▸ **WORK INSTRUCTION**
Using the records below, copy every line that holds the string "white".

# # # #

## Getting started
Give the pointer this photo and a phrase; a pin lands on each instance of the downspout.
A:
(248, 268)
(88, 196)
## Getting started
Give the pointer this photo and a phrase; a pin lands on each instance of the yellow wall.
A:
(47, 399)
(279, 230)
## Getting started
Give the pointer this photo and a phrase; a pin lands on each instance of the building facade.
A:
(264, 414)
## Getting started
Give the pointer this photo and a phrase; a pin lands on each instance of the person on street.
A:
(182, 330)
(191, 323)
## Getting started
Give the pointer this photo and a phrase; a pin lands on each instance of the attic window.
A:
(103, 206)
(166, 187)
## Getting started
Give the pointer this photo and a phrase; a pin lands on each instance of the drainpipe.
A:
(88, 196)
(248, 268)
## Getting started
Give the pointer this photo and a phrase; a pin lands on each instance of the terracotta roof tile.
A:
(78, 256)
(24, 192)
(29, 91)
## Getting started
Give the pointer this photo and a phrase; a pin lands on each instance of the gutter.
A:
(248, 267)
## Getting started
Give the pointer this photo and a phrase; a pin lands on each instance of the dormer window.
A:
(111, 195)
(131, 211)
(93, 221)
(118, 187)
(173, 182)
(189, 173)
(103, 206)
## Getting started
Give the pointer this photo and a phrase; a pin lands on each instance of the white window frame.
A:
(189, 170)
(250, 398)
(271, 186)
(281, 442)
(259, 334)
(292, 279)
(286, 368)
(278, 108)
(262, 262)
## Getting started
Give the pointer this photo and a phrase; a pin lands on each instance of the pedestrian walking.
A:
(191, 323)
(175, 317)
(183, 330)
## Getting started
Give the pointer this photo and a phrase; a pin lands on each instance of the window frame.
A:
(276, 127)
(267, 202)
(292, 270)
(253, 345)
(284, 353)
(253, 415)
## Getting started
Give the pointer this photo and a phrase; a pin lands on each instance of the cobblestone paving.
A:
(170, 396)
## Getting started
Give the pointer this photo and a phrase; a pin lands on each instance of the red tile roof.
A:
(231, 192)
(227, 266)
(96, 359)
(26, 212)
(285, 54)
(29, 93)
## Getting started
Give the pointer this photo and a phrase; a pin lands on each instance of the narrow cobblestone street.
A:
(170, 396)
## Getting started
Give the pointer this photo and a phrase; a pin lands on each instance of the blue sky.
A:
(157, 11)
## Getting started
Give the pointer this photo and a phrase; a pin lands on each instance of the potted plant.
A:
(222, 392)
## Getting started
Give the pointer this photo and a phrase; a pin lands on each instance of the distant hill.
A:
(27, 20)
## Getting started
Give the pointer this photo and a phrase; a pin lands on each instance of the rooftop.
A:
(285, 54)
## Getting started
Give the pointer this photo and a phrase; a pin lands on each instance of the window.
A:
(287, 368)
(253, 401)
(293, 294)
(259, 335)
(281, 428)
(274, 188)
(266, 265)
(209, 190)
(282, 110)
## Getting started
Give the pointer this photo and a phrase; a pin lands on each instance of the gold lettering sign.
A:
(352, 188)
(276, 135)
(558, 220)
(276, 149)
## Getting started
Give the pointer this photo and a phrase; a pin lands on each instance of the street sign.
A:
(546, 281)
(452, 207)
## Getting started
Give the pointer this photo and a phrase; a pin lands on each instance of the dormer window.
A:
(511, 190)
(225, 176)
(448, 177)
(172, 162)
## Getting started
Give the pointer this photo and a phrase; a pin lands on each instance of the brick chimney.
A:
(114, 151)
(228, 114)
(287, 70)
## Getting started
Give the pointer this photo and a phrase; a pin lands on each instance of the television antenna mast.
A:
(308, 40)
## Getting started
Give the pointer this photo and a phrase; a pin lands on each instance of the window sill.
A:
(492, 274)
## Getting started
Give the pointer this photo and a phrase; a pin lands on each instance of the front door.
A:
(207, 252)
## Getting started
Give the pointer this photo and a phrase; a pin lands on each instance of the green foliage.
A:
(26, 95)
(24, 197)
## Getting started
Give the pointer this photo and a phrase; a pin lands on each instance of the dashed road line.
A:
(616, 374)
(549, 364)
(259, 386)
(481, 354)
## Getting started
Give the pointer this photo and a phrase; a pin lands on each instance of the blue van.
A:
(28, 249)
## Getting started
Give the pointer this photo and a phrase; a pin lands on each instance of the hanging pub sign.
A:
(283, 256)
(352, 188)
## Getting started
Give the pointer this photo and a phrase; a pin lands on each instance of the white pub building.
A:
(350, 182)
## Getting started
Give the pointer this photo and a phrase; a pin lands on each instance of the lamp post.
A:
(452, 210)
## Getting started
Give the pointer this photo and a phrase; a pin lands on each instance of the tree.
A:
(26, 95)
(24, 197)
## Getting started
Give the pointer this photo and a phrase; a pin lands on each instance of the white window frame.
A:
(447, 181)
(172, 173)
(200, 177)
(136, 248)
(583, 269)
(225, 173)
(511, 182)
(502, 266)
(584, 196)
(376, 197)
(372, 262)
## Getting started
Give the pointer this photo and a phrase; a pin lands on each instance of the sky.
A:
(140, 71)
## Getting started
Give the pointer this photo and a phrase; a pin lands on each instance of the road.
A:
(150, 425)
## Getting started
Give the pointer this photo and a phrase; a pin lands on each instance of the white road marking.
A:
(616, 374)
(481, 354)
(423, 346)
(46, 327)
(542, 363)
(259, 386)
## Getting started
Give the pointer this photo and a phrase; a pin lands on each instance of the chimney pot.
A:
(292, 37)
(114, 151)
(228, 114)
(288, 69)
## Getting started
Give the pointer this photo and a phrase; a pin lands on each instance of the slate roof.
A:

# # # #

▸ **ANSWER BOX**
Give the pointer this photo and a phrase; a pin lands on each instance of the white window frame.
Give the pointer this photo and a phrase; a pin lands on each instance of the white pub building.
Give the pointer this photo and a phrase; a pin lands on each instance of the white window frame.
Give the pointer this photo and a phrase; a pin lands on each instance of the white road marking.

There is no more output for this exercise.